((

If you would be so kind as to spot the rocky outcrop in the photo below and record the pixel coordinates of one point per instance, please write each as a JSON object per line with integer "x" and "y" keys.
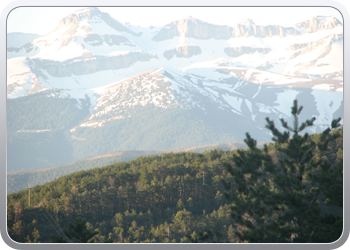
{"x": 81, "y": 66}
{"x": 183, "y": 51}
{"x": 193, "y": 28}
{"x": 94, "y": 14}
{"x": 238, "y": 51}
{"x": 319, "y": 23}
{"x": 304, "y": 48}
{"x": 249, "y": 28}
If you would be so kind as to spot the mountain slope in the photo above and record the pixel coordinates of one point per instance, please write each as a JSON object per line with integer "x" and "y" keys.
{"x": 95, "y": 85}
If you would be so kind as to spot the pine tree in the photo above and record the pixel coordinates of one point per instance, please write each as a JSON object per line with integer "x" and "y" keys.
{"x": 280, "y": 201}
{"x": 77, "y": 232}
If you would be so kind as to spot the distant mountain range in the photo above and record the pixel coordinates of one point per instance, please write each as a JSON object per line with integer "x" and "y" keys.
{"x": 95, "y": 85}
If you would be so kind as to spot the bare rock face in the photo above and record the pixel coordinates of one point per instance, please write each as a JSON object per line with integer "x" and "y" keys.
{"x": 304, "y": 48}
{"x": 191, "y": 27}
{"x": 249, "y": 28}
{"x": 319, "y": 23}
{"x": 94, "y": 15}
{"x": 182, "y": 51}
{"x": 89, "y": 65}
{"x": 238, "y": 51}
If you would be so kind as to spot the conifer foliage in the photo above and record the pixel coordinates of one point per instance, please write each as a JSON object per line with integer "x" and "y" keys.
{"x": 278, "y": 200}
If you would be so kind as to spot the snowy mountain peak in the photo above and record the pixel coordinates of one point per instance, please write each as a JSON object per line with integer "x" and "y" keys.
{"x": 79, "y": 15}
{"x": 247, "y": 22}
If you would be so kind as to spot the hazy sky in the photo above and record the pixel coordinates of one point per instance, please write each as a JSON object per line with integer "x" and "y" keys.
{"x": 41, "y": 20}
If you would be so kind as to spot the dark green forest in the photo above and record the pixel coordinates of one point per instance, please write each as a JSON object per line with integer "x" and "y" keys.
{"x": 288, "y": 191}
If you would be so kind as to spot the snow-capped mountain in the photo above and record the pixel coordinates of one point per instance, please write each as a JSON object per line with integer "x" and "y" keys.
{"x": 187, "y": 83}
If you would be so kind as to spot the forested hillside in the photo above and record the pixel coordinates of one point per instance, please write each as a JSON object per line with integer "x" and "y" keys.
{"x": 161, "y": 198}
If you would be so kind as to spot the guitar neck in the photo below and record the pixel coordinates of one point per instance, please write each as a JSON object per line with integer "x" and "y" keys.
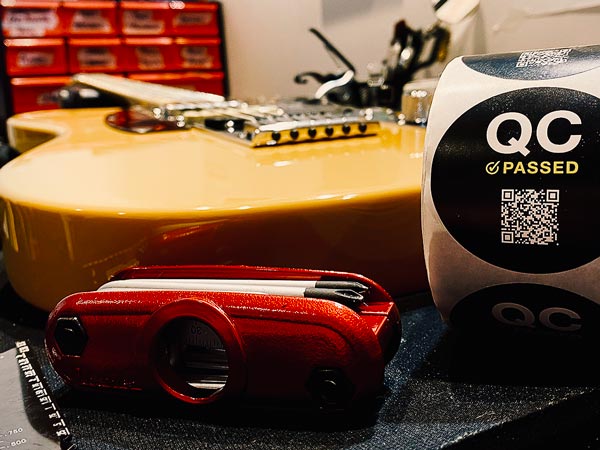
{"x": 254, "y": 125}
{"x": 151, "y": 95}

))

### What is required
Only the pictures are to be left out; repeat all other material exactly.

### Exercise result
If you would be so kind as to spot the rocky outcrop in the photo below and record the pixel coordinates of one point per instance, please write each as a JSON object per line with integer "x" and "y" keys.
{"x": 81, "y": 66}
{"x": 183, "y": 51}
{"x": 193, "y": 28}
{"x": 94, "y": 14}
{"x": 238, "y": 51}
{"x": 319, "y": 23}
{"x": 304, "y": 48}
{"x": 249, "y": 28}
If you would be so kind as to spot the mountain slope in the photo above and record the pixel coordinates of one point per instance, please write each as a JSON object per line with integer "x" and "y" keys.
{"x": 95, "y": 85}
If you would be so kind as to spot the pine tree in the photo above and record the pixel coordinates of one point per instance, please write each as a JSON object per line with integer "x" and "y" keys.
{"x": 280, "y": 201}
{"x": 77, "y": 232}
If you would be so kind as to spot the distant mountain range in the photo above and record the pixel coordinates of one point per instance, please write each as a JSON object per line with integer "x" and "y" keys.
{"x": 95, "y": 85}
If you would be so kind as to spot the bare rock face in the photo above and record the pixel coordinates of one point per instance, please write each as a JSON object per line with integer "x" and "y" keys.
{"x": 304, "y": 48}
{"x": 191, "y": 27}
{"x": 249, "y": 28}
{"x": 319, "y": 23}
{"x": 94, "y": 15}
{"x": 182, "y": 51}
{"x": 89, "y": 65}
{"x": 238, "y": 51}
If you would be so kind as to spot the conifer foliage in the photo above and record the pixel coordinates of one point per instance, please write each as a JSON object per line with integer "x" and "y" keys.
{"x": 278, "y": 200}
If you would be so kind as to spot the snowy mountain peak in the photo above and record the pixel coordinates of one point per instance, please write each as a JSON object per line with integer "x" and "y" keys.
{"x": 79, "y": 15}
{"x": 247, "y": 22}
If you would be so kind as to spot the hazy sky in the photo above and record the pixel coordinates of one point per instance, please write each as a JSON object per line with integer "x" and "y" keys.
{"x": 41, "y": 20}
If you would be so kind as to spot the dark green forest in the photo above and record the pixel coordinates of one point per instance, please write each as a JSON object per line with integer "x" and "y" keys.
{"x": 288, "y": 191}
If you would be so kind as to spot the snow-capped mountain in the photo above and record the pixel coordinates of one point per instance, please write each as a JSON object per line with integer "x" and "y" keys.
{"x": 187, "y": 83}
If you would be so kind as to spot the forested hillside in the photo above and record the pixel coordinates of one point per instance, please write each as a JSON object per line with integer "x" and "y" keys.
{"x": 161, "y": 198}
If you would be so kind as to spot the guitar neck in the photo below and record the pixel coordinates of one point per instance, please write each as a JSON object per line with integer "x" and "y" keys.
{"x": 254, "y": 125}
{"x": 151, "y": 95}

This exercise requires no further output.